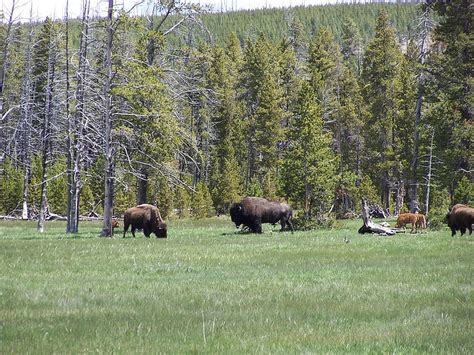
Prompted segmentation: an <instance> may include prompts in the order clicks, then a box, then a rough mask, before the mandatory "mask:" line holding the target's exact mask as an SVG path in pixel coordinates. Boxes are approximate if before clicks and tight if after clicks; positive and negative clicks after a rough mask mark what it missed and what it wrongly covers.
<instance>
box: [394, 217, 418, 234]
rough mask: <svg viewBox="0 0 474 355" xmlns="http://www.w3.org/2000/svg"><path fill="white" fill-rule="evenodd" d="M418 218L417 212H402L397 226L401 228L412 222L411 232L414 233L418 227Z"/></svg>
mask: <svg viewBox="0 0 474 355" xmlns="http://www.w3.org/2000/svg"><path fill="white" fill-rule="evenodd" d="M417 220H418V218H417V215H416V214H415V213H400V215H399V216H398V218H397V224H396V225H395V228H401V227H405V225H407V224H408V223H411V233H413V230H415V228H417V226H416V222H417Z"/></svg>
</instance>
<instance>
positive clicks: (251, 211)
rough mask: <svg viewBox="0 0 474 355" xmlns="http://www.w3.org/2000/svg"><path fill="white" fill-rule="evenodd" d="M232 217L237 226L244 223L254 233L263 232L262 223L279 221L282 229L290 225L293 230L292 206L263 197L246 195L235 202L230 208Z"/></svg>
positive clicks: (231, 215)
mask: <svg viewBox="0 0 474 355" xmlns="http://www.w3.org/2000/svg"><path fill="white" fill-rule="evenodd" d="M230 217H231V220H232V222H234V223H235V226H236V227H237V228H238V227H239V226H240V225H244V226H246V227H248V228H249V229H250V230H251V231H252V232H253V233H262V223H271V224H276V223H278V222H280V224H281V230H282V231H283V230H284V229H285V227H286V226H288V227H289V228H290V230H291V231H292V232H293V224H292V223H291V218H292V217H293V210H292V208H291V207H290V206H289V205H287V204H286V203H280V202H276V201H269V200H267V199H265V198H262V197H245V198H244V199H242V201H240V202H238V203H234V204H233V205H232V206H231V208H230Z"/></svg>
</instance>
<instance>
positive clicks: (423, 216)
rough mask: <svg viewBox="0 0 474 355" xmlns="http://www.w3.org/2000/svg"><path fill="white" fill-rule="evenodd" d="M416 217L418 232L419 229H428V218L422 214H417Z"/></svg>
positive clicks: (416, 224)
mask: <svg viewBox="0 0 474 355" xmlns="http://www.w3.org/2000/svg"><path fill="white" fill-rule="evenodd" d="M415 215H416V230H418V228H419V229H420V230H422V231H423V229H426V216H425V215H424V214H421V213H415Z"/></svg>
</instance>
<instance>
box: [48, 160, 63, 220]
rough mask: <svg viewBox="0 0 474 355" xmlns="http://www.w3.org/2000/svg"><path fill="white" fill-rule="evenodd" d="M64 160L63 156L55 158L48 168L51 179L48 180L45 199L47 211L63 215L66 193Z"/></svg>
mask: <svg viewBox="0 0 474 355" xmlns="http://www.w3.org/2000/svg"><path fill="white" fill-rule="evenodd" d="M65 170H66V160H65V159H64V158H59V159H56V161H55V162H54V164H52V165H51V166H50V167H49V168H48V173H49V175H50V178H51V180H49V181H48V190H47V194H48V196H47V199H48V206H49V211H50V212H53V213H56V214H61V215H65V214H66V193H67V177H66V174H65V173H64V172H65Z"/></svg>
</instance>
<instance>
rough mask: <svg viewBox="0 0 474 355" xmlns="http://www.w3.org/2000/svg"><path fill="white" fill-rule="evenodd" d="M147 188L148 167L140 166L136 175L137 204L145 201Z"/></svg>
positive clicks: (141, 203) (147, 178)
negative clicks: (139, 174)
mask: <svg viewBox="0 0 474 355" xmlns="http://www.w3.org/2000/svg"><path fill="white" fill-rule="evenodd" d="M147 190H148V169H147V168H146V167H142V169H141V171H140V176H139V177H138V194H137V202H138V204H139V205H140V204H142V203H146V202H147V199H146V196H147Z"/></svg>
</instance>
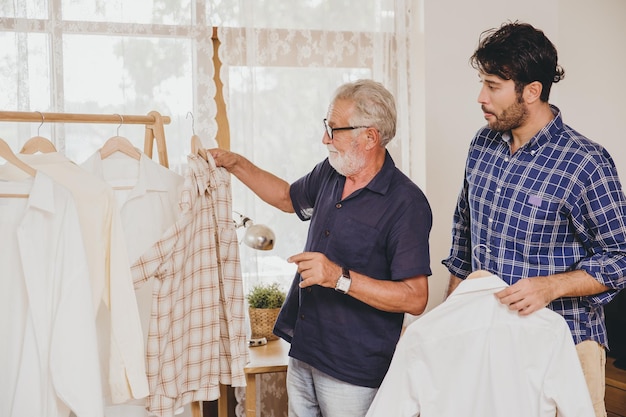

■ Task objective ■
Locate every line in the entries above that contains the string "negative", matching case exactly, and copy each such line in full.

■ Written reply ■
Prompted segmentation: an <instance> may include prompts in the order clicks, then a box, then a rough mask, before the mandatory "mask:" line holding the target's exact mask as an SVG path in pixel coordinates. Boxes are approximate if before clicks and tight if after clicks; positive and negative clicks after a rough mask mark what it missed and what it wrongly covers.
negative clicks: (139, 174)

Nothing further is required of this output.